- PROBLEM -
Reproduce the following listing line for line, leaving out the pictures.

--- Start of MATERIAL FOR THIS TASK ---

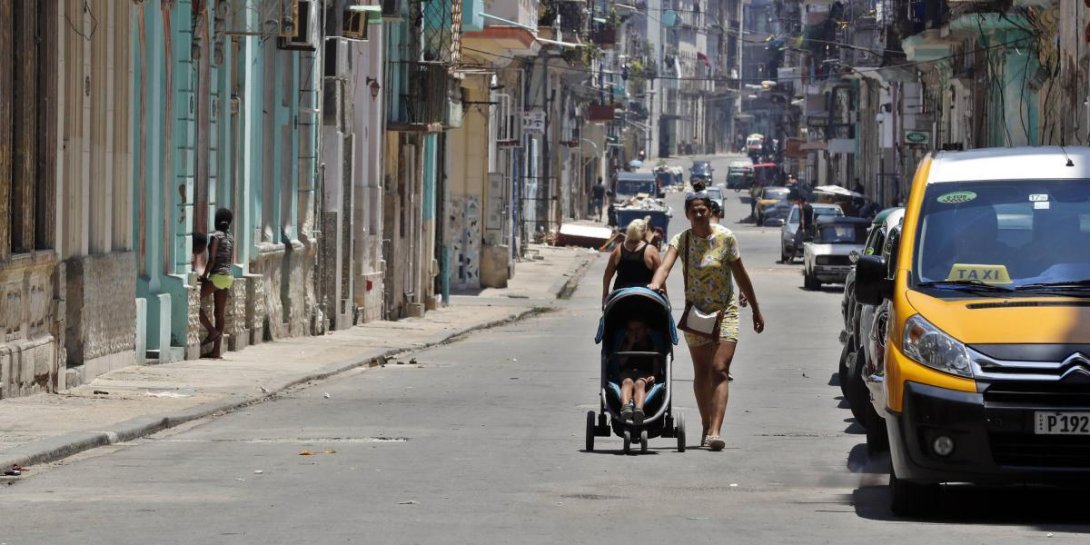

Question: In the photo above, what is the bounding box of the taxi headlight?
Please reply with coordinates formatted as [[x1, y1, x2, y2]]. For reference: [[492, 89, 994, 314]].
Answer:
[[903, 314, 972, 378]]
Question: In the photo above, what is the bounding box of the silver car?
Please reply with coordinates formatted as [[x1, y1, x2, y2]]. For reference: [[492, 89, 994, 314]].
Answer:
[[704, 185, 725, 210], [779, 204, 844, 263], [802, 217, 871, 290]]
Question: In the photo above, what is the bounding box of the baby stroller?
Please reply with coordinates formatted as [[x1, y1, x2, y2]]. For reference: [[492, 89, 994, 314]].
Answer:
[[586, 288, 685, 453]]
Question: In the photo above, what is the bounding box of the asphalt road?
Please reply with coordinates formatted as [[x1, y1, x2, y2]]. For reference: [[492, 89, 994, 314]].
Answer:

--- End of MATERIAL FOR THIS TASK ---

- SOLUTION FOR THIS EXERCISE -
Question: In the photo above, what is the bounding box of the taxi headlight?
Please reply with coordinates formatted as [[x1, y1, x2, y2]]. For reference: [[492, 89, 994, 314]].
Answer:
[[903, 314, 972, 378]]
Question: In the photo above, what is the bounding box of the silver car?
Please reply with coordinates formatted as [[x1, y1, x2, y2]]. For reference: [[492, 89, 994, 314]].
Answer:
[[704, 185, 725, 210], [779, 204, 844, 263], [802, 217, 871, 290]]
Question: In the photo above, what is the bounding box of the baby stroller?
Please reply with coordinates formatted as [[x1, y1, x2, y2]]. For reference: [[492, 89, 994, 314]].
Answer:
[[586, 288, 685, 453]]
Question: In the photo above, what is the bounding box of the asphalt road?
Please reply with coordinates formatted as [[x1, y1, x2, y2]]. For reference: [[492, 89, 994, 314]].
Answer:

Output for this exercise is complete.